» **TEXT**
[start]
A new secondary school for Oldham
The Cranmer Education Trust is bidding to the Department for Education for approval to create a new secondary school in Oldham, opening in 2021 (if possible) or 2022.
Our mission is to provide a school that we are all proud of, that enables young people from across Oldham, from all faith backgrounds and none, to become everything that they can be and are meant to be, combining academic excellence and progress, the highest standards of behaviour, personal integrity and respect for others, and a commitment to building community within and beyond the school.
What is the vision for our new school?
A traditional school, modelled on Blue Coat I, with the highest expectations of students in all aspects of their learning, development and achievement. Our aim is that our school will be in the top 25% nationally.
A Church of England school which all young people and families in the borough can access, which is truly multi-faith, multi-ethnic and multi-talented.
An academic curriculum focusing on the mastery of knowledge and skills which enables every student to become a resilient, independent learner, to achieve, and progress successfully to the next level of learning and qualifications.
A culture of nurture and strong pastoral care which focuses on students’ welfare, and caring relationships which guide and encourage young people and enable them to become everything they can be and are meant to be.
A total offer to students which is enriching, and which links the school to the wider community so that students develop skills for leadership, for entrepreneurship, and become the people that employers want to recruit and invest in.
How many pupils will be able to attend the new school?
We are bidding for 8 forms of entry (8FE), i.e. 240 pupils per year. This is based on the number of places needed to ensure all Oldham children can go to a secondary in the borough, and to allow an element of choice within that. The size also ensures that the school can provide a curriculum to meet the needs of all students.
It will have 5 year groups, 7-11, and will build up from Year 7. By the time the school is full it will have 1200 pupils.
Where will it be built?
We are working closely with Oldham Council to find a suitable site which is:
- as central and accessible for everyone as possible;
- big enough to provide the spaces needed for 240 pupils per year and the staff who will teach and support them;
- suitable for building – i.e. all the complex detail about the topography of an area, and what lies beneath;
- available so that a school could be built and open by 2022 at the latest.
- This is detailed work which senior Council Officers have made a priority. The Council will be able to make more information available when all possibilities have been fully analysed and evaluated.
Admissions – who will be able to come to this school?
The school will serve all the communities of Oldham.
It will increase parental choice for all Oldham families. By deliberately admitting children from across the whole borough it will also free up some space in every other oversubscribed school.
It will fully reflect Oldham’s rich and diverse social, cultural and ethnic mix.
Because the school will not have a catchment area defined by feeder schools or a particular geographical area its admissions policy will not impact disproportionately on any other school.
How will admissions work?
50% (i.e. 120) places will be faith-based.
60 places will be reserved for practising Christian children. All Christian denominations within Churches Together will be treated equally. ‘Practising’ is defined by church attendance with one parent/guardian.
60 places will be reserved for children from the other 5 faiths represented in Oldham which are members of the Inter-Faith Forum i.e.
[end]
» **DO THIS**
Write the next part of the page about the new Oldham secondary school, picking up where it stops. The entries play no part in any of this.

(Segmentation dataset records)
[start]
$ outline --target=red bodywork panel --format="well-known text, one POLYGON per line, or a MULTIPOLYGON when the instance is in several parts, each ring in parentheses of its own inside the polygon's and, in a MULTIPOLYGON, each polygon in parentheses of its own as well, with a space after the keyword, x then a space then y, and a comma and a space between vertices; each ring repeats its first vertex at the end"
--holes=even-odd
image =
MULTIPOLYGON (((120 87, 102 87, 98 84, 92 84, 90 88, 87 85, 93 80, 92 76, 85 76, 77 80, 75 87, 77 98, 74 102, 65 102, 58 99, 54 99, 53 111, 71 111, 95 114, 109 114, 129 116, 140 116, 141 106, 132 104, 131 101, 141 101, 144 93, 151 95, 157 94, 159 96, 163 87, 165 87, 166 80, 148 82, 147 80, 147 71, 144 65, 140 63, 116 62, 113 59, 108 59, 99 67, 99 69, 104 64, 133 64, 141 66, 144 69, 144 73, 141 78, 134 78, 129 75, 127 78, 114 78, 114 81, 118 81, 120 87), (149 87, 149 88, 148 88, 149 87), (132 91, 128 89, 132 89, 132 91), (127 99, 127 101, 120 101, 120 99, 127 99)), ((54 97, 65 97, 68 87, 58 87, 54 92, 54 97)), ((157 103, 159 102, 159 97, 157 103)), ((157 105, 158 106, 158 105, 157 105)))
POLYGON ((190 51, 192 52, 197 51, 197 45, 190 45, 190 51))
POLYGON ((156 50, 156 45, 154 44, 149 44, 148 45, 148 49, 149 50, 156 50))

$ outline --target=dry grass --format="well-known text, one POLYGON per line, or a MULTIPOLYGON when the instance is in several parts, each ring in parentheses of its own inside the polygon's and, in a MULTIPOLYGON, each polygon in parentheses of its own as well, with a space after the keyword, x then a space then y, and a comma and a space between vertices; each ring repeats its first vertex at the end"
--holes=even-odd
[end]
» **TASK OUTPUT**
Evidence of faith commitment comes from the leader of worship.
- 50% (i.e. 120) places will be allocated to 3 geographical zones;
- 40 places will go to pupils living within 1 mile radius of the school;
- 40 places will go to pupils living within 1-2 miles radius of the school;
- 40 places will go to pupils living within 2-3 miles radius of the school.
The central point from which the radius is measured will be the school itself, or a central nodal point. This will be finalised when the site is confirmed. Places will be awarded by random selection.
Children living outside the 3 mile radius could either get a place on the ‘faith’ criteria, or they would be ‘any other children’ who would get a place if not all the geographical zones-places were taken.
In this way the school will truly serve the whole borough. All children, whatever their background, will have the opportunity to get a place and the school will reflect the whole community of the borough. It will take some pressure off existing schools, freeing up places there, and so will enhance choice for everyone.
What will be the curriculum (i.e. what will students study?)
The school will teach a broad, balanced, and rich curriculum, which is traditional, knowledge based, and focuses on mastery.
In Key Stage 3 pupils will have a broad, rich curriculum which builds on their primary and Key Stage 2 learning and includes:
- Religious Studies
- Physical Education
- Wellbeing, Personal, Social, Health and Careers Education
- Arts and Technology
- Project Based Learning
- Food and Nutrition
Year 9 will be a transition year where students start to build the skills for GCSE.
All routes will lead to recognised qualifications at Level 2 i.e. GCSE, or Technical where appropriate. Some students may have a bespoke curriculum with some Level 1 qualifications.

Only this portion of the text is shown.